→ Passage shown
►
We all know farm work makes you stronger. It reveals you. There’s gym strong, and there’s farm strong, and they are not the same. The toughest women you’ll ever meet spend their days on a farm. There are grown men who can’t keep up with gramma on the farm – can’t move as many bags of feed, pull as many weeds, move as many t-posts, can’t keep going hour after hour, day after day.
There are more uses for baling string than you can possibly imagine. You can tie up a hole in a slow feed net, fix a leaning pipe panel, make a tail strap for a horse’s blanket, drag a failing newborn critter on a cobbled together sled, keep a door shut, keep a door open, use it as a belt, basically keep an entire barn together with it.
“Well, that didn’t go as planned.” may not be your mantra, but you will repeat it many times a day. Control is a complete illusion. The thought that you have any, at any time, is utterly false. Sleep is a luxury. Most days, so are lunch and dinner. And brushing your hair.
When that overly full wheelbarrow of horse manure tips over sideways, you will find abdominal muscles not documented in medical texts trying to keep it upright. You will, regardless, end up underneath the manure.
When one of your animals is sick or hurt, you will go to heroic lengths to minimize their discomfort and get them healed. Their needs come first. Every animal on your farm will eat before you do. Every rainy morning. Every snowy evening. When you lose one of them, you will ache with a deep sadness, even though you know it is inevitable. It’s a heaviness that lingers, hurts fully from head to toe, but you will regroup and press on.
You will remain present, no matter what. There is no other option. You will live in the moment with an eye toward the future. And you will find delight in life.
You will develop an acute awareness of daylight hours. You will be able to tell time to the minute by the sun. You’ll find yourself saying, while gazing off at some non specific point in the sky, “We got about an hour of daylight left to git ‘er done,” to no one in particular before you head out to try and squeeze 3 hours of chores into an hour of light.
You will cry a lot. But you will never live more fully.
◄
→ Task list
• A. Could you set down, word for word, the part of the farm-life passage that opens with the words containing "When that overly" and closes with "delight in life."?
• B. Which things does the farm-life passage call luxuries? List all of them.

→ Source data
►
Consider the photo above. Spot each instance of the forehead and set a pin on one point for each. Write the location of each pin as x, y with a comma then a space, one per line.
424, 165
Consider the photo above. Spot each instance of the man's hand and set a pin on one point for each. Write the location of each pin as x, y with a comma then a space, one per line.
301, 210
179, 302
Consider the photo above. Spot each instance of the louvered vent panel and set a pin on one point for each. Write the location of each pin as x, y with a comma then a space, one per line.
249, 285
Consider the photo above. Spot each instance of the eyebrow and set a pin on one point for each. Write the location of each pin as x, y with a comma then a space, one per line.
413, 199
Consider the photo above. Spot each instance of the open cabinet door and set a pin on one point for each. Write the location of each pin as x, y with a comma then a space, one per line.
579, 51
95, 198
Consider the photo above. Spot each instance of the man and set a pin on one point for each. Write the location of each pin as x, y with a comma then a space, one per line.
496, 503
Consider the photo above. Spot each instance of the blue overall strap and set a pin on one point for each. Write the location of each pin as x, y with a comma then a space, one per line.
◄
►
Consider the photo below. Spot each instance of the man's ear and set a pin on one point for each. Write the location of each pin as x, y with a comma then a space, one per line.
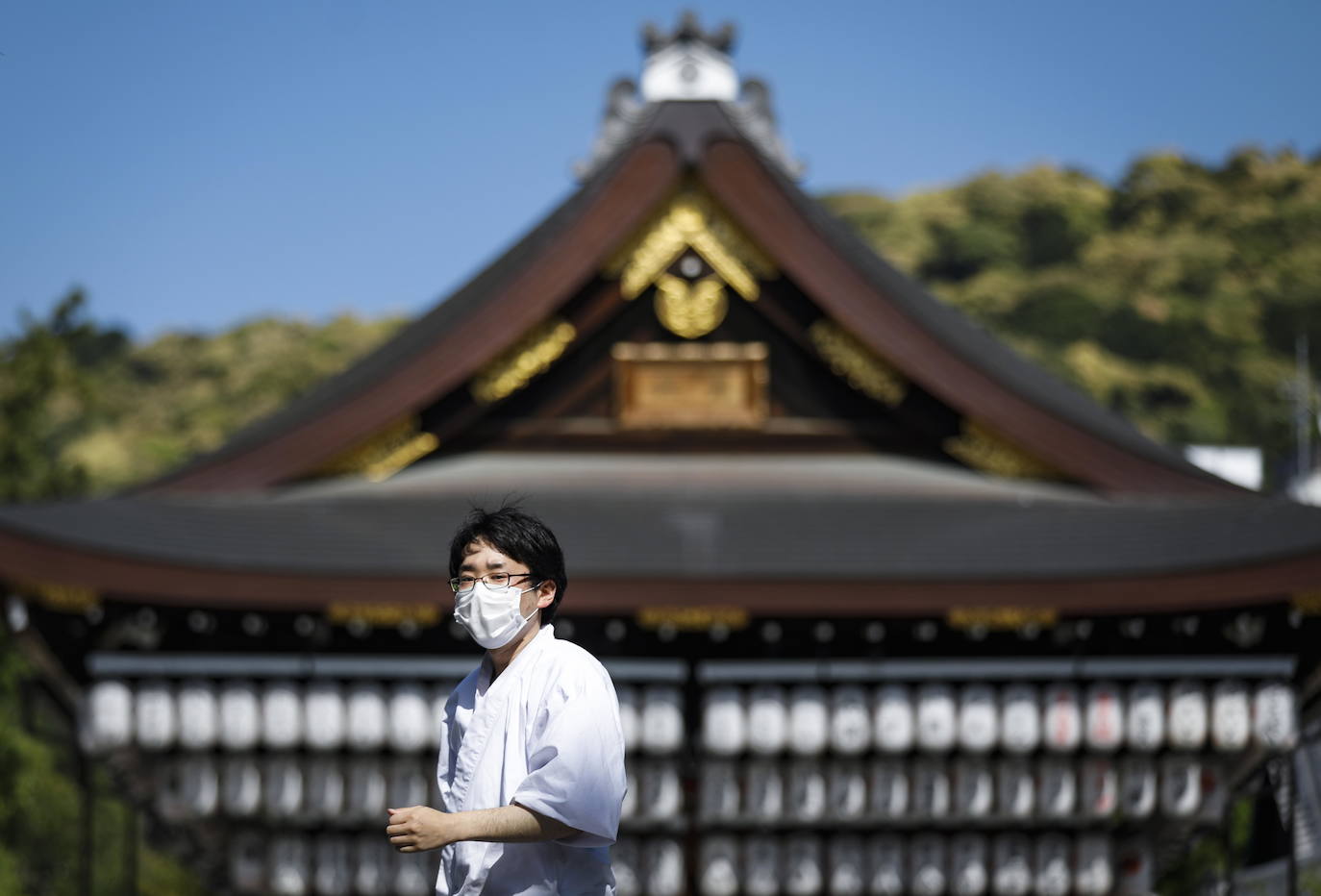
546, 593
◄
►
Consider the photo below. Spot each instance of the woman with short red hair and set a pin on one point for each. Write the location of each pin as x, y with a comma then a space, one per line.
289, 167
◄
→ Answers to this exercise
• A.
When that overly full wheelbarrow of horse manure tips over sideways, you will find abdominal muscles not documented in medical texts trying to keep it upright. You will, regardless, end up underneath the manure.
When one of your animals is sick or hurt, you will go to heroic lengths to minimize their discomfort and get them healed. Their needs come first. Every animal on your farm will eat before you do. Every rainy morning. Every snowy evening. When you lose one of them, you will ache with a deep sadness, even though you know it is inevitable. It’s a heaviness that lingers, hurts fully from head to toe, but you will regroup and press on.
You will remain present, no matter what. There is no other option. You will live in the moment with an eye toward the future. And you will find delight in life.

• B.
- Sleep
- Lunch
- Dinner
- Brushing your hair